Text segment ▸
-- Opening Marker --
Went back to work a couple of days ago. Wore long pants for the first time in two weeks. Cried.

One more week, I would have forgotten my pants altogether. This is what happens after a vacation. We forget things, get stupid.

A few years ago, the Daily Telegraph reported on a German study that found that "long, lazy holidays devoid of mental exertion lead to dramatic, if temporary, losses of intelligence and sluggish performance on return to work."

According to the German research, three weeks lolling on the beach (or, for those on staycation, the couch) equal a 20-point drop in IQ. Good thing I was only gone for two. As it was, I came back duller than an airline magazine. The brain was in Skype mode, with a three-second delay. Couldn't remember how to retrieve phone messages. Couldn't remember my computer password, the one I haven't changed in a dozen years (in case you're wondering, it's J-A-C-K).

This is what happens after two weeks. Imagine the decline after two months, which is how long school has been out.
-- Closing Marker --
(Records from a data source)
-- Opening Marker --
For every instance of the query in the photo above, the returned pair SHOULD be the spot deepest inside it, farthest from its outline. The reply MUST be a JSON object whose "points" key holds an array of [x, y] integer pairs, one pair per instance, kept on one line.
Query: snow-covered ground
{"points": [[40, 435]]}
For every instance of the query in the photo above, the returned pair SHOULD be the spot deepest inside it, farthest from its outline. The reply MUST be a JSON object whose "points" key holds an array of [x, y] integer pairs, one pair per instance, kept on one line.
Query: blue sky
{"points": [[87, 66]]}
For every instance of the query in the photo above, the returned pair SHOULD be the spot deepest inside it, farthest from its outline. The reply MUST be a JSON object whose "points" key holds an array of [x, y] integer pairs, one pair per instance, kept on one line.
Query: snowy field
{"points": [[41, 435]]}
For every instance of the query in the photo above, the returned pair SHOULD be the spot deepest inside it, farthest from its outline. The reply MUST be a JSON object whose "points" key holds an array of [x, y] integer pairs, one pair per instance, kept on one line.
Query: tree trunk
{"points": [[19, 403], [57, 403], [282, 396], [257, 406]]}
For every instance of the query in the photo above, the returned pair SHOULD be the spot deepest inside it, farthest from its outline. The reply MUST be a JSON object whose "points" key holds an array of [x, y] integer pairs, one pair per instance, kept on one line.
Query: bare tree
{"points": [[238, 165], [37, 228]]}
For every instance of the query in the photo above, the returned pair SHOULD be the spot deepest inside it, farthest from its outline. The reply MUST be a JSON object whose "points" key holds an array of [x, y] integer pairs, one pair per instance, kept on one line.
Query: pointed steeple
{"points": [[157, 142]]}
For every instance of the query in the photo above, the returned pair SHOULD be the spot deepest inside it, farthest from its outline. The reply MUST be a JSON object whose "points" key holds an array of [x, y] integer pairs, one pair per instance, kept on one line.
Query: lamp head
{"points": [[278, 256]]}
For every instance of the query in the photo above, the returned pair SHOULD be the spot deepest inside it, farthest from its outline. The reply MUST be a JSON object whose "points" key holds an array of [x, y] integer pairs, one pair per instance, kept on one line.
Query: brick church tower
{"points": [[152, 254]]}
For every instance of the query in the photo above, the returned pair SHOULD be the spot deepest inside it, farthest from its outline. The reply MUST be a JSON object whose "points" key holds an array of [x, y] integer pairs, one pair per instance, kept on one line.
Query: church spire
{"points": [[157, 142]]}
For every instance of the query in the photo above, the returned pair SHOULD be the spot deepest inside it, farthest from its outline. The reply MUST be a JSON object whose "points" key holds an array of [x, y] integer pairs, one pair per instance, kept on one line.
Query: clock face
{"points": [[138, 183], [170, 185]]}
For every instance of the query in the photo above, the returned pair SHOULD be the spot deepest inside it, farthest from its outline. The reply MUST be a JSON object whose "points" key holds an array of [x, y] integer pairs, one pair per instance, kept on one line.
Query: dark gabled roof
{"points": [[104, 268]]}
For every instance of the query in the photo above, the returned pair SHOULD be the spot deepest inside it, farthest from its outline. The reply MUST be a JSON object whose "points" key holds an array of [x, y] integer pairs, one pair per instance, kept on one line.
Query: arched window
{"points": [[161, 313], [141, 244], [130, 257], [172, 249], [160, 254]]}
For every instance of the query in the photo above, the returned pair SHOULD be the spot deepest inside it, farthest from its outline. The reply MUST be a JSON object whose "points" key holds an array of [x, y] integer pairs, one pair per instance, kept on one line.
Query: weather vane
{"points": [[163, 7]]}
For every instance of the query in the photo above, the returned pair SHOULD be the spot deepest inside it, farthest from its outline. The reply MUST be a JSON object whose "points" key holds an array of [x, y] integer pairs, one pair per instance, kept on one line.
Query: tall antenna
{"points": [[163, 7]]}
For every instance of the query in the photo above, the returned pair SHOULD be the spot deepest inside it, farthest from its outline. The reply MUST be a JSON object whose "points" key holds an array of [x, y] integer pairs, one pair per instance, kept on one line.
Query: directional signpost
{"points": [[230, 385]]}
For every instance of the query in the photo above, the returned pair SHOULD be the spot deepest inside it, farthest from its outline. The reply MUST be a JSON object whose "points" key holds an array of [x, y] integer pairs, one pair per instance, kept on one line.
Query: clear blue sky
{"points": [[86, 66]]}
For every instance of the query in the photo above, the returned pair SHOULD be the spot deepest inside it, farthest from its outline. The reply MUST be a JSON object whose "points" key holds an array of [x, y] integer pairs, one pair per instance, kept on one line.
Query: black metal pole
-- Closing Marker --
Assigned task ▸ Which distinct lengths of time does the text about returning from vacation mention? List each one once, in the order it first appears. These records come from a separate source, unrelated to the text above them.

Exercise answer ▸
- a couple of days
- two weeks
- one more week
- a few years
- three weeks
- three seconds
- a dozen years
- two months